(Data listing)
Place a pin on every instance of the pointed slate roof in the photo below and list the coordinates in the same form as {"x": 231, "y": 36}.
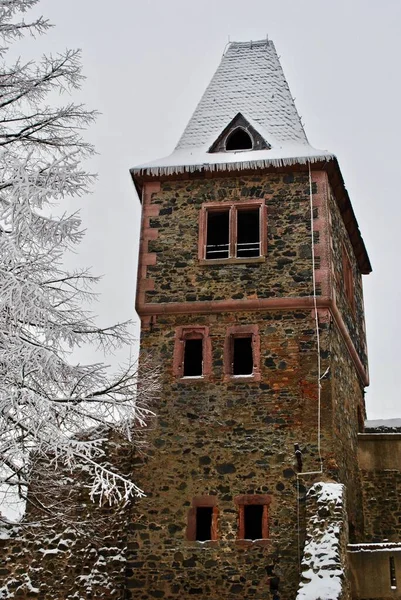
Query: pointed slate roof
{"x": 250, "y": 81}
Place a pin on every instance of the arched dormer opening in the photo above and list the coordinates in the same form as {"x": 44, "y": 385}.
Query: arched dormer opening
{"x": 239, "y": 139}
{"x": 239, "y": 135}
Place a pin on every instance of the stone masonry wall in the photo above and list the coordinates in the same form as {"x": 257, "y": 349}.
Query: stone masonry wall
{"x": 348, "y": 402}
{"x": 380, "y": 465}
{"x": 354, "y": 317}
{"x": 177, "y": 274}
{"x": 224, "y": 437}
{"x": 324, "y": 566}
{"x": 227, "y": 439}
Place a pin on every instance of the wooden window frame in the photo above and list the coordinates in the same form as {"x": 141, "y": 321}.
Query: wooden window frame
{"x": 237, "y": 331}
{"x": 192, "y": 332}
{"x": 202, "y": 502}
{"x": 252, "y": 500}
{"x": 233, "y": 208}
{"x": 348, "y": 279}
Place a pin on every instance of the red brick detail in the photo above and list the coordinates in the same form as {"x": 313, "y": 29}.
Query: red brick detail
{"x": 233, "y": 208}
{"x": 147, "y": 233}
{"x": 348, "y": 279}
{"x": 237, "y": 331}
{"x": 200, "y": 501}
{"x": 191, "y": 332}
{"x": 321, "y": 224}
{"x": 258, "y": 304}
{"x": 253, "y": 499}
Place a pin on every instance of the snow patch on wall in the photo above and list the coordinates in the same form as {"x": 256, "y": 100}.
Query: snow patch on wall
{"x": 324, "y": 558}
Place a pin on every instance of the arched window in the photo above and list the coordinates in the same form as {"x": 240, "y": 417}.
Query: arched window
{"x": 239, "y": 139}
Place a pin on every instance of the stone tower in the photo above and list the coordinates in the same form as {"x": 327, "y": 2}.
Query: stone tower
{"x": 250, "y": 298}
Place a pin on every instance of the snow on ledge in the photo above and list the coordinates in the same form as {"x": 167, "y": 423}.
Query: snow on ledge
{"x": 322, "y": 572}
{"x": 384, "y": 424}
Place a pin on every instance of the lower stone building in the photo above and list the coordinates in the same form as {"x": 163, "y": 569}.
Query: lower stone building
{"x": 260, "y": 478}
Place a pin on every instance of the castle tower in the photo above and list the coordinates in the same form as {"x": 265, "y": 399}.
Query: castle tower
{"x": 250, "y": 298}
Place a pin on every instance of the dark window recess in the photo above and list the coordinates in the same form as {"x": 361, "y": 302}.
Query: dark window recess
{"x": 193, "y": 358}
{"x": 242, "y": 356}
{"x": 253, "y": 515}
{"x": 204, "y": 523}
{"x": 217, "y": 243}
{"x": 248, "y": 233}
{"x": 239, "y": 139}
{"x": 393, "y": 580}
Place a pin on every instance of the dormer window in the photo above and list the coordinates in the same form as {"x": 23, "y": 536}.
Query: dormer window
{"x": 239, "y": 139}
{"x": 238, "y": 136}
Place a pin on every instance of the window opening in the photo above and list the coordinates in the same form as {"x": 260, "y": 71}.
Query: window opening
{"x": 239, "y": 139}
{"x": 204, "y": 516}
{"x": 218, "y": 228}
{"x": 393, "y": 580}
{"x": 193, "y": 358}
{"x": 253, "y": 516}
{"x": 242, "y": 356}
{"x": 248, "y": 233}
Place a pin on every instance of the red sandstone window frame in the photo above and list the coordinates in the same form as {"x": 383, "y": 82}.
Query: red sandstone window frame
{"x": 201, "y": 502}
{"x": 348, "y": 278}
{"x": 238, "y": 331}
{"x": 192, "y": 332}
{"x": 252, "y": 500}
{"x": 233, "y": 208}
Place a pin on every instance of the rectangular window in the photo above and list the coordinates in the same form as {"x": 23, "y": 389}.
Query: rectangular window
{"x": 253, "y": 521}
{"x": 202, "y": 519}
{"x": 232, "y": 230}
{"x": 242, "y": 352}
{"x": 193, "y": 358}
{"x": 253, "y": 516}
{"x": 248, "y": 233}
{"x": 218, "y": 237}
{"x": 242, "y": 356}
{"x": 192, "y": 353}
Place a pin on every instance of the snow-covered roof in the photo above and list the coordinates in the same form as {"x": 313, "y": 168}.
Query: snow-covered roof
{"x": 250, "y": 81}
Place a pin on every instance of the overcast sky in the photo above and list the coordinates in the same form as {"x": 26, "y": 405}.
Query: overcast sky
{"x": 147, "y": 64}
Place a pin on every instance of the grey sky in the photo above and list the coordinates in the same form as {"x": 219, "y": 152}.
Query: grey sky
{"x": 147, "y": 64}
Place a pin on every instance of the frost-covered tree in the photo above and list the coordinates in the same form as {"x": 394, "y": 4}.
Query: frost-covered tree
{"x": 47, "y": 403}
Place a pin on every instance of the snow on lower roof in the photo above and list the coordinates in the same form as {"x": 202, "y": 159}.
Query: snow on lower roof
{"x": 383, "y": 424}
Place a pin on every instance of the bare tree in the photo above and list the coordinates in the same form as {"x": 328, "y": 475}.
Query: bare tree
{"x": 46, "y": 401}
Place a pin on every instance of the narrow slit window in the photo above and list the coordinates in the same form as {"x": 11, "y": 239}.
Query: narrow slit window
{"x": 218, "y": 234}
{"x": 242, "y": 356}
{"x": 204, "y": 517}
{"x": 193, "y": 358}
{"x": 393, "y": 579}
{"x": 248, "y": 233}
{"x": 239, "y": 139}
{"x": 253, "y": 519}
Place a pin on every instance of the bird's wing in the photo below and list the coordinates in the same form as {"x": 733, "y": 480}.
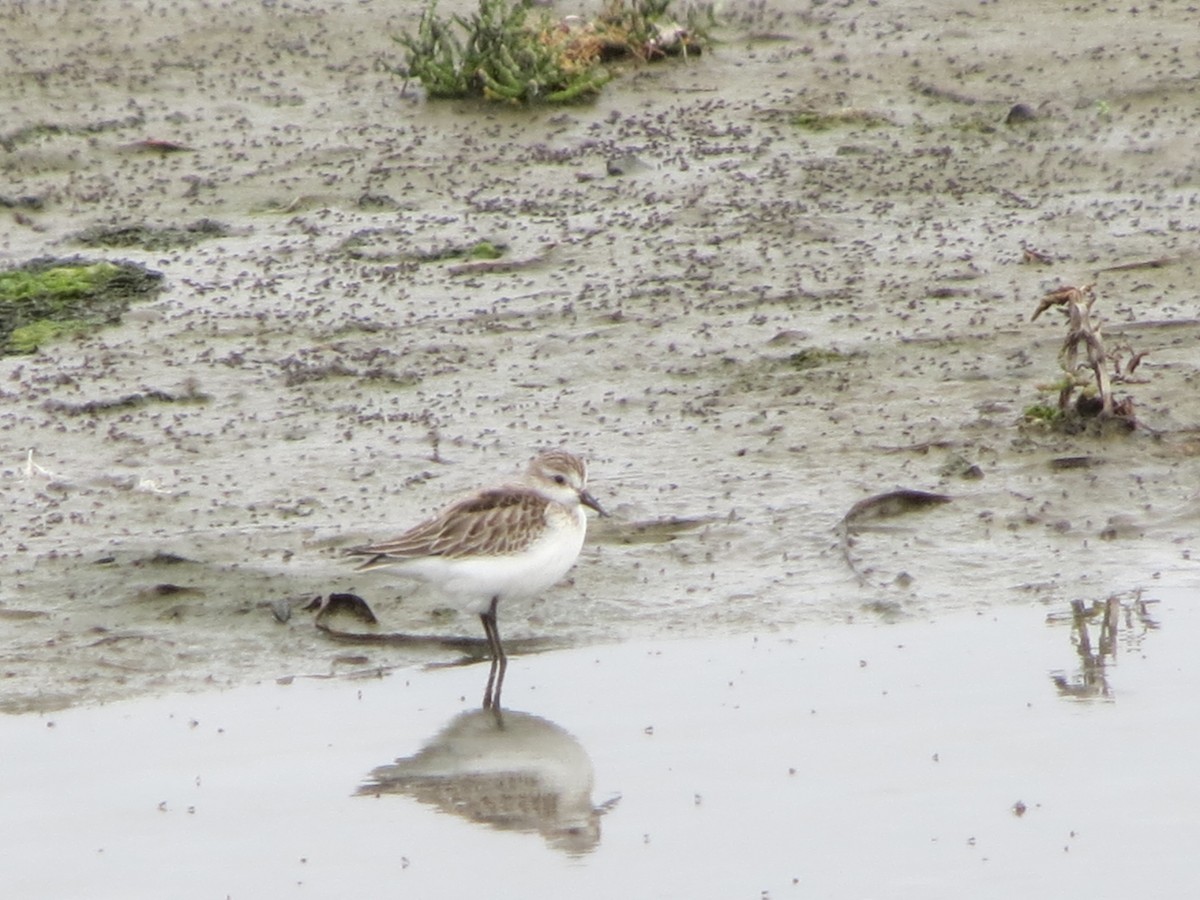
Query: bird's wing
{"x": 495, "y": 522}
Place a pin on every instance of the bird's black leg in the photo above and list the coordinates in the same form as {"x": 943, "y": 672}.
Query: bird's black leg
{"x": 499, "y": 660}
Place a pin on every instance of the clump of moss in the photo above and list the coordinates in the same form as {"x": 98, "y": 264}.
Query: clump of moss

• **TASK OBJECTIVE**
Copy all the lines of data exactly as they appear, dropping any images.

• **FULL SOLUTION**
Place a pin on every instance of the pointed slate roof in the photo below and list the coordinates in the same form as {"x": 231, "y": 36}.
Query: pointed slate roof
{"x": 250, "y": 81}
Place a pin on every instance of the arched dormer opening in the photo above and list the coordinates in the same form as {"x": 44, "y": 385}.
Query: arched dormer opening
{"x": 239, "y": 139}
{"x": 239, "y": 135}
Place a pin on every instance of the stone masonry wall in the photo above and list the coordinates in the same form as {"x": 257, "y": 349}.
Query: stone masonry wall
{"x": 348, "y": 402}
{"x": 380, "y": 465}
{"x": 354, "y": 317}
{"x": 177, "y": 274}
{"x": 224, "y": 437}
{"x": 324, "y": 566}
{"x": 227, "y": 439}
Place a pin on every instance of the wooden window frame in the photo above and list the coordinates in the same form as {"x": 141, "y": 321}.
Query: wooden window frame
{"x": 237, "y": 331}
{"x": 192, "y": 332}
{"x": 202, "y": 502}
{"x": 252, "y": 500}
{"x": 233, "y": 208}
{"x": 348, "y": 279}
Place a pin on every instance of the red brick detail in the photo above and list the coordinates in the same form as {"x": 313, "y": 29}.
Query: red brick detail
{"x": 233, "y": 208}
{"x": 147, "y": 233}
{"x": 348, "y": 279}
{"x": 237, "y": 331}
{"x": 200, "y": 501}
{"x": 191, "y": 332}
{"x": 321, "y": 224}
{"x": 258, "y": 304}
{"x": 253, "y": 499}
Place a pin on every instance of the snow patch on wall in the photo above and list the coordinates in the same form as {"x": 256, "y": 100}.
Query: snow patch on wall
{"x": 324, "y": 558}
Place a pin on every instance of the arched window in the photo above and list the coordinates in the same form as {"x": 240, "y": 417}.
Query: arched window
{"x": 239, "y": 139}
Place a pin on every instance of the stone tower in the photo above and list the coordinates in the same form as {"x": 327, "y": 2}.
Query: stone tower
{"x": 250, "y": 298}
Place a pin on every instance of the snow on ledge in the photo above and list the coordinates in the same form as {"x": 167, "y": 423}.
Query: snow on ledge
{"x": 322, "y": 572}
{"x": 384, "y": 424}
Place a pin on every instance of the lower stone building in the photo above and list the coordinates in the same form as {"x": 163, "y": 569}.
Query: lower stone building
{"x": 260, "y": 478}
Place a pin on every instance of the castle tower in the photo above and list the coordinates in the same form as {"x": 265, "y": 399}.
Query: castle tower
{"x": 250, "y": 298}
Place a pin on every instance of the dark window recess in the photo above and list the coordinates in the same form as {"x": 361, "y": 302}.
Query: dark window recess
{"x": 193, "y": 358}
{"x": 242, "y": 356}
{"x": 253, "y": 515}
{"x": 204, "y": 523}
{"x": 217, "y": 243}
{"x": 248, "y": 233}
{"x": 239, "y": 139}
{"x": 393, "y": 580}
Place a pin on every instance of the dormer window in the photo above and list the coordinates in the same form as {"x": 23, "y": 536}.
Query: dormer window
{"x": 239, "y": 139}
{"x": 238, "y": 136}
Place a pin on every instance of the window opening in the photo above and list the coordinates in the same form as {"x": 260, "y": 71}.
Query: window opening
{"x": 239, "y": 139}
{"x": 204, "y": 516}
{"x": 218, "y": 228}
{"x": 393, "y": 580}
{"x": 193, "y": 358}
{"x": 253, "y": 516}
{"x": 242, "y": 356}
{"x": 248, "y": 233}
Place a pin on every instance of the red sandstone window frame in the photo above and list the coordinates in the same form as {"x": 383, "y": 82}.
Query: red sandstone window frame
{"x": 201, "y": 502}
{"x": 348, "y": 278}
{"x": 238, "y": 331}
{"x": 192, "y": 332}
{"x": 252, "y": 500}
{"x": 233, "y": 208}
Place a pin on every instance of the rectangular window in the photo above and list the coordinates in the same form as {"x": 23, "y": 389}.
Query: rectangular window
{"x": 253, "y": 521}
{"x": 202, "y": 519}
{"x": 232, "y": 230}
{"x": 242, "y": 352}
{"x": 193, "y": 358}
{"x": 253, "y": 516}
{"x": 248, "y": 233}
{"x": 218, "y": 237}
{"x": 242, "y": 356}
{"x": 192, "y": 353}
Place a pin on every instance of the snow-covered roof in the photo above and list the coordinates in the same form as {"x": 313, "y": 168}.
Query: snow-covered roof
{"x": 250, "y": 81}
Place a pin on every instance of the overcast sky in the photo above and list the coordinates in the same form as {"x": 26, "y": 405}.
Query: overcast sky
{"x": 147, "y": 64}
Place a pin on every instance of the grey sky in the photo above and list the coordinates in the same form as {"x": 219, "y": 152}.
Query: grey sky
{"x": 147, "y": 64}
Place a pin on every instance of the frost-covered tree in the photo above and list the coordinates in the same form as {"x": 394, "y": 4}.
Query: frost-covered tree
{"x": 47, "y": 403}
Place a pin on every instance of the snow on lower roof in the photo above and list the coordinates in the same form as {"x": 202, "y": 159}.
Query: snow on lower roof
{"x": 383, "y": 424}
Place a pin on every instance of the bare tree in the photo above and list the coordinates in the same form as {"x": 328, "y": 475}.
Query: bare tree
{"x": 46, "y": 401}
Place a pin on every instance of the narrow slit window in the photo above and list the coordinates in the same form as {"x": 11, "y": 239}.
Query: narrow slit window
{"x": 218, "y": 234}
{"x": 242, "y": 356}
{"x": 204, "y": 517}
{"x": 193, "y": 358}
{"x": 393, "y": 579}
{"x": 248, "y": 233}
{"x": 239, "y": 139}
{"x": 253, "y": 519}
Place a pin on every instance of the bird's wing in the photo below and list the coordinates in the same form as {"x": 733, "y": 480}.
Query: bird's wing
{"x": 495, "y": 522}
Place a pin on every instance of the bird's black leg in the photo above and list the coordinates in the same form as {"x": 943, "y": 672}.
Query: bird's black leg
{"x": 499, "y": 660}
Place a pin on every instance of the clump of moss in the photo above and list the coordinates in the same form as {"x": 98, "y": 264}.
Query: clump of moss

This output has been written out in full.